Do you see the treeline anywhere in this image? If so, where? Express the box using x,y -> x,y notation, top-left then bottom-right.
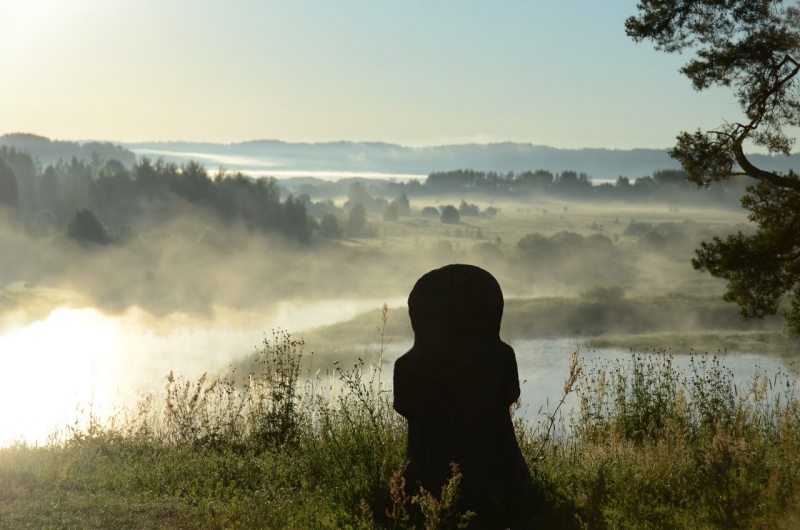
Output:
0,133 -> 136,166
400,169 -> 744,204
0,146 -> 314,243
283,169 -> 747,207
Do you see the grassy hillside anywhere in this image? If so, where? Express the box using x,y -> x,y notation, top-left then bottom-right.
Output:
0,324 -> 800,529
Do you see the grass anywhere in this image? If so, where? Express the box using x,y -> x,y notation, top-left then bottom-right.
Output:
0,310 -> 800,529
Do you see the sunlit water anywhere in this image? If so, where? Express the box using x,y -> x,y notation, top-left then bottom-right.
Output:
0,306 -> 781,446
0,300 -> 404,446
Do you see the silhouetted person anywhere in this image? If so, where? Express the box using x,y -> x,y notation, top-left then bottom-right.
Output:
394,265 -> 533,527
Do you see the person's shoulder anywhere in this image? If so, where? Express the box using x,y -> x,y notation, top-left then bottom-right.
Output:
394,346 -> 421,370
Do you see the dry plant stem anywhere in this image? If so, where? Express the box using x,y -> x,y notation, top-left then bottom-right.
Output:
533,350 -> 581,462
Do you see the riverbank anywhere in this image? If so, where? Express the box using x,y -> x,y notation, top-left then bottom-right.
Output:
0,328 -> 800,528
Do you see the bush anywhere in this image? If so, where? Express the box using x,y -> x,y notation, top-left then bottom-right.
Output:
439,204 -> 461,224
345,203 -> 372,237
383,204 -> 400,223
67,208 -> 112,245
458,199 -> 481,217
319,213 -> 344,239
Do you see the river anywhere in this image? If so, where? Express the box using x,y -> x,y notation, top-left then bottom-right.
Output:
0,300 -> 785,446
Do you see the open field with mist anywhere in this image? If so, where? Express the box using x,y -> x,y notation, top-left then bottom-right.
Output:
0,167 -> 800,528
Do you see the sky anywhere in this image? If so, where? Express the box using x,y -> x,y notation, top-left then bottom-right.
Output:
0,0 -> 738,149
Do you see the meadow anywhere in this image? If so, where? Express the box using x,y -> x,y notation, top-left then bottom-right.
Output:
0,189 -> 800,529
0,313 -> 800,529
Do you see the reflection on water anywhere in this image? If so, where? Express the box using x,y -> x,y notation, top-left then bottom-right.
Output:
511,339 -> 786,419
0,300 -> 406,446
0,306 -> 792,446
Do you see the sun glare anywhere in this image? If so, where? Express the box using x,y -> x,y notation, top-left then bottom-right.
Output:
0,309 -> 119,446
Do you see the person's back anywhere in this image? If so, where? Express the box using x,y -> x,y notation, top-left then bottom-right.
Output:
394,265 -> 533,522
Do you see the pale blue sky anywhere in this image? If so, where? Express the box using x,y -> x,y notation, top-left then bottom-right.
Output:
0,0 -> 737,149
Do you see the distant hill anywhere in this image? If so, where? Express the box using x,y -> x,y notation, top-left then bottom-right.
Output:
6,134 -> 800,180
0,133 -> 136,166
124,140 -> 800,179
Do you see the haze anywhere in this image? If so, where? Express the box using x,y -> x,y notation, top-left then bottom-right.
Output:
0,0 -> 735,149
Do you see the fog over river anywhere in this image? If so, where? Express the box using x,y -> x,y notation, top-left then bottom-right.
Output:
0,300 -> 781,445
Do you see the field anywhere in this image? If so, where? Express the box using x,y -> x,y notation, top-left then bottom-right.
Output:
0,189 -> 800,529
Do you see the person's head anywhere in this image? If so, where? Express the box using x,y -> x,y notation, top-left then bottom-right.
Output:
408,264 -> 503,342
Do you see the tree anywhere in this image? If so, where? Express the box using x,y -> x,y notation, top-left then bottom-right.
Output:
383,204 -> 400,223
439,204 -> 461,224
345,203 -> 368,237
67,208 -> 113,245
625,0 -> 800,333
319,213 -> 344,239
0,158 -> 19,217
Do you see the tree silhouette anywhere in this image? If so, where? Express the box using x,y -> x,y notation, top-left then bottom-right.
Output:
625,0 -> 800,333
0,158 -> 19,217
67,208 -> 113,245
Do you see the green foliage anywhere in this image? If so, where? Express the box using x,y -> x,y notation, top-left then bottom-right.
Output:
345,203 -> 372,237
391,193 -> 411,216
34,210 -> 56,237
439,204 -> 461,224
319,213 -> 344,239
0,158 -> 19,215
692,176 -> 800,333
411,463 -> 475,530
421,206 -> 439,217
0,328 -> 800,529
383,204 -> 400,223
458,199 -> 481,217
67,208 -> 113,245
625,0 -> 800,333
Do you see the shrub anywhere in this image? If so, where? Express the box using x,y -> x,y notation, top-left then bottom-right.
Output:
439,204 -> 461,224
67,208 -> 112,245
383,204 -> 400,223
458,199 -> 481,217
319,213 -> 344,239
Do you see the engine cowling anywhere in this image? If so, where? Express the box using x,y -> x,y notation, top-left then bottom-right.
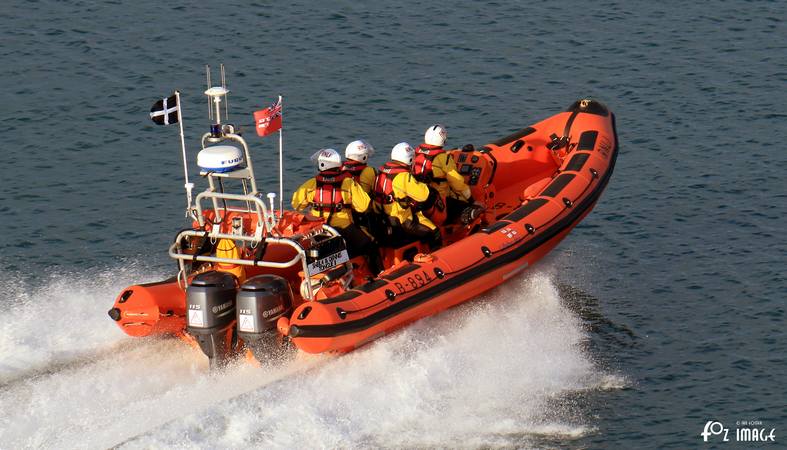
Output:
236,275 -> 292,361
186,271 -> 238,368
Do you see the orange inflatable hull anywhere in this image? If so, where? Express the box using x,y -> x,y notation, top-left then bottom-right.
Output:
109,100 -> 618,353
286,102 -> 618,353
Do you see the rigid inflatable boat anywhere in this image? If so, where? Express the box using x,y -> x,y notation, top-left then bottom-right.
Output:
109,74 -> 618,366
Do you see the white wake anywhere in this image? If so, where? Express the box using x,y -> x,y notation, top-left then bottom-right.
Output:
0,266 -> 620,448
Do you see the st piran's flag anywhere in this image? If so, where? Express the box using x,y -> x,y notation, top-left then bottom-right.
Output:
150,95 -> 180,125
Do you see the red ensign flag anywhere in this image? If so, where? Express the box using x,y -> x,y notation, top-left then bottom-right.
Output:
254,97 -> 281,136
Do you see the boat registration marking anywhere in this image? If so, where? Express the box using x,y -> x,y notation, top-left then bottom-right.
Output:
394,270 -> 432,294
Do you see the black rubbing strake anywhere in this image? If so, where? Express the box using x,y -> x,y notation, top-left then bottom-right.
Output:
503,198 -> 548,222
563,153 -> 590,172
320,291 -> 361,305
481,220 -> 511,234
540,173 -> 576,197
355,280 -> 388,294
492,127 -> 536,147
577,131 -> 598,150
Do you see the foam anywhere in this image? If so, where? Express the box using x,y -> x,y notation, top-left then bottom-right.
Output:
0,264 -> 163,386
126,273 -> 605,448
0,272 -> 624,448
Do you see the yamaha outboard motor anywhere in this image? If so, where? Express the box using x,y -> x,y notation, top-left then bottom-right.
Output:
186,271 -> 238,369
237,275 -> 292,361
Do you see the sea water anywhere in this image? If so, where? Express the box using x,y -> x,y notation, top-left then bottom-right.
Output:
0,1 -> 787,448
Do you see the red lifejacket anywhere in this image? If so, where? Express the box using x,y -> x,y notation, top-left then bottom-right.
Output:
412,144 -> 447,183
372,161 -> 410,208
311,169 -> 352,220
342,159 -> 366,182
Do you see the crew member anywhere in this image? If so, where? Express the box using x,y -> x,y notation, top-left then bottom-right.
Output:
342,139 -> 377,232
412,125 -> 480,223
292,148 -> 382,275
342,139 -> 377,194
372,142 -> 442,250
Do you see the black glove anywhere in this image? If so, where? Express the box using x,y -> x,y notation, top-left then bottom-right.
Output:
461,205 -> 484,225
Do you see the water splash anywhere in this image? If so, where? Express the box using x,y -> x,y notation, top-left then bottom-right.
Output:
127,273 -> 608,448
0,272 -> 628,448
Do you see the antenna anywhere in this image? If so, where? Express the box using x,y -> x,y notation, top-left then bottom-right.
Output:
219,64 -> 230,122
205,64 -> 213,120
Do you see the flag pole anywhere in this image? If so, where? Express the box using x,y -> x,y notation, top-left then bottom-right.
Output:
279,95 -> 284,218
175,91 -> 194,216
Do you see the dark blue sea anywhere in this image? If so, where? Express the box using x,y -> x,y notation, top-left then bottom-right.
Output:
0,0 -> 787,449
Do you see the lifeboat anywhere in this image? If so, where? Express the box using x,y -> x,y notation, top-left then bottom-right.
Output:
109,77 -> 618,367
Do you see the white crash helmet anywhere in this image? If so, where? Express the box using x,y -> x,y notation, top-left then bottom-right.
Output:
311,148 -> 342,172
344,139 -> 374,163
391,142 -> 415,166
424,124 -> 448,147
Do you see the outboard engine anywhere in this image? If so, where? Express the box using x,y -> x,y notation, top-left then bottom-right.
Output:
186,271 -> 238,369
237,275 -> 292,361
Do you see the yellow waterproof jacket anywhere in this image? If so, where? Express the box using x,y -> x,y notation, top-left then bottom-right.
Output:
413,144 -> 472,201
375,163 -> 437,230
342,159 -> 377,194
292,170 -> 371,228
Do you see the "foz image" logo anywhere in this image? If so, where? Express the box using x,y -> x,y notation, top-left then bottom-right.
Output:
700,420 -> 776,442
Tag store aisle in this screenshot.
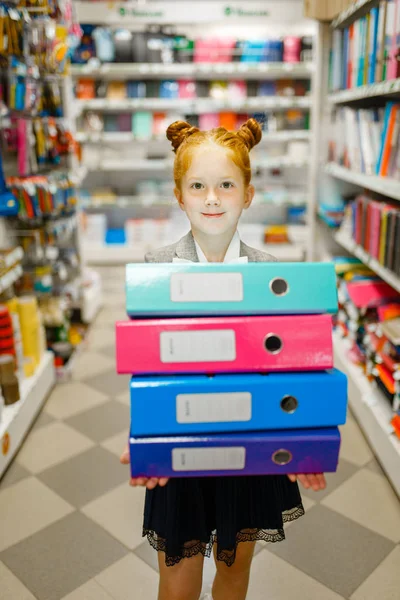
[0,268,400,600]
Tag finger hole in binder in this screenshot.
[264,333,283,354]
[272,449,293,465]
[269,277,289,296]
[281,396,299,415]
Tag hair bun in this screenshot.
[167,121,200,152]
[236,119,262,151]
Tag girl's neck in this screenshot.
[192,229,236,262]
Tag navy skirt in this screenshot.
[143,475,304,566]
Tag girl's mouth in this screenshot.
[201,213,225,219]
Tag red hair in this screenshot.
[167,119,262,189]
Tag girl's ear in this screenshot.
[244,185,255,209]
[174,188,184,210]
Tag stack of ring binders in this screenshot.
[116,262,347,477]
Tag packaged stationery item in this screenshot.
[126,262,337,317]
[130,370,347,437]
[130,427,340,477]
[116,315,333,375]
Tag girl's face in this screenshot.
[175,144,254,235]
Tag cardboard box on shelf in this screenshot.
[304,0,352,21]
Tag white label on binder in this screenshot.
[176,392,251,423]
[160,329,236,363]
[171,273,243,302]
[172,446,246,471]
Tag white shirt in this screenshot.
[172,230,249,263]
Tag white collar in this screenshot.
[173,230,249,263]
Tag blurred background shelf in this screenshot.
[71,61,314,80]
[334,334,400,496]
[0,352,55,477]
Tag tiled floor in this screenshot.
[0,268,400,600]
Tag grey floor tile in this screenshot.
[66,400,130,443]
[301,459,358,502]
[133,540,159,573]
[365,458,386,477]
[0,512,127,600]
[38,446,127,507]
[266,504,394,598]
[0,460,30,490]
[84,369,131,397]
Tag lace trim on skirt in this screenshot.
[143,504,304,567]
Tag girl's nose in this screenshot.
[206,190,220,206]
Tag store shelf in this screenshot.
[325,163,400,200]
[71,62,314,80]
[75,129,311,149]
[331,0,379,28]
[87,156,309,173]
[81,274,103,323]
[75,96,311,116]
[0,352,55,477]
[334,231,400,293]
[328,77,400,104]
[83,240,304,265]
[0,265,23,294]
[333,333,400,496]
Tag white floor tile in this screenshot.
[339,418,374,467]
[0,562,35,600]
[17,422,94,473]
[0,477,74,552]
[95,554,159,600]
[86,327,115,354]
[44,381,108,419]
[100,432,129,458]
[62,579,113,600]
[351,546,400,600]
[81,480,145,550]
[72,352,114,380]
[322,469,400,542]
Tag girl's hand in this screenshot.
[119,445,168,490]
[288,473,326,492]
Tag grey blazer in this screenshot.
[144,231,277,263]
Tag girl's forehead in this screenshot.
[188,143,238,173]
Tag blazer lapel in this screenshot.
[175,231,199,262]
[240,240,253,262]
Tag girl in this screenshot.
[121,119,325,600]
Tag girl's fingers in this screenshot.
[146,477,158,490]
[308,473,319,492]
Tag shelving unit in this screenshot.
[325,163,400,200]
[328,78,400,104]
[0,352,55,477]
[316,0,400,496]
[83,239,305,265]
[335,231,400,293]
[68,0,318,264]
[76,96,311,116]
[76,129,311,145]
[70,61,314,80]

********************

### Job:
Reproduce the entries verbatim, starting with the line that contains "Do you see the crew" and continuing through the line that contains "461,205 -> 484,225", including both of those lines.

### Response:
Do you see the crew member anywhere in this image? If so, where? Express the box using x,y -> x,y notation, top-left then bottom-right.
Output:
342,139 -> 377,232
412,125 -> 480,223
292,148 -> 382,275
342,139 -> 377,194
372,142 -> 442,250
Do you see the black glove anywhere in this image? If so, where? Express the box using x,y -> x,y notation, top-left then bottom-right.
Output:
461,205 -> 484,225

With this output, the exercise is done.